EXERCISE 1 >> From the passage on population health segmentation below, list every criterion it gives for assessing segmentation effectiveness in consumer market segmentation.
EXERCISE 2 >> Resume the passage on population health segmentation below, picking up right after its final sentence.

EXERCISE TEXT >>
Selection of the most appropriate segmentation solution is a complex process and requires interplay of subject matter expertise and data analytics. In the present study, we assessed each segmentation model for scientific robustness and practical utility and implications at population health policy level [45]. First of all, data-driven segmentation solution must be assessed by its statistical fit. In LCA, established diagnostic indexes include Akaike Information Criterion (AIC) and Bayesian Information Criterion (BIC) [36, 46,47,48]. On top of the basic statistical fit, additional criteria are required to assess its relevance in a particular healthcare system. Currently, the criteria for optimal segmentation framework in population health have not been established [49, 50]. In consumer market segmentation, the segmentation effectiveness is assessed by the following proposed criteria, which could be adopted in healthcare settings: validity, interpretability, substantiality, stability, and actionability/accessibility [51, 52]. Other additional criteria, such as parsimony of number of classes may be important to ensure easy use and widespread adoption of a segmentation framework. Additionally, the naming of each segment is a subjective process in a way which best represented the features of a segment. This may depend on clinical expertise of researchers as well as policy context [9].

COLLECTED MATERIAL >>
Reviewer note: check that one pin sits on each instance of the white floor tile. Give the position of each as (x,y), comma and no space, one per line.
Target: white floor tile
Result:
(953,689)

REPLY 1 >> validity, interpretability, substantiality, stability, actionability/accessibility

REPLY 2 >>
One of the limitations of this study is that data were collected from a single cluster of health service institutions (SingHealth RHS). Health services utilizations from non SingHealth RHS were currently not captured in the current database. By excluding resident population whose postal codes fall outside SingHealth RHS catchment region because they are more likely to utilize services outside SingHealth RHS, we attempted to minimize this limitation. Future research can expand to national level data or linking databases from other health services institutions to assess the external validity of our segmentation framework. Some large segments may still have certain degree of heterogeneity which can be further segmented. The current study provides an initial broad segment archetype that can be further refined by additional indicators such as behavioral risk factors, mental health, frailty and social functioning. Another limitation is the relatively short follow-up period. Long-term healthcare utilization and mortality patters of the derived patient segments have important implications in health policy making. Further research efforts may focus on evaluating the long-term stability of the derived patient segments.


In conclusions, primary care users have heterogeneous health state profiles. They can be segmented into classes with unique, relatively homogeneous health characteristics using latent class analysis. Different classes have different health services utilization patterns and mortality risks. This information is critical to population level health resource planning and population health policy formulation.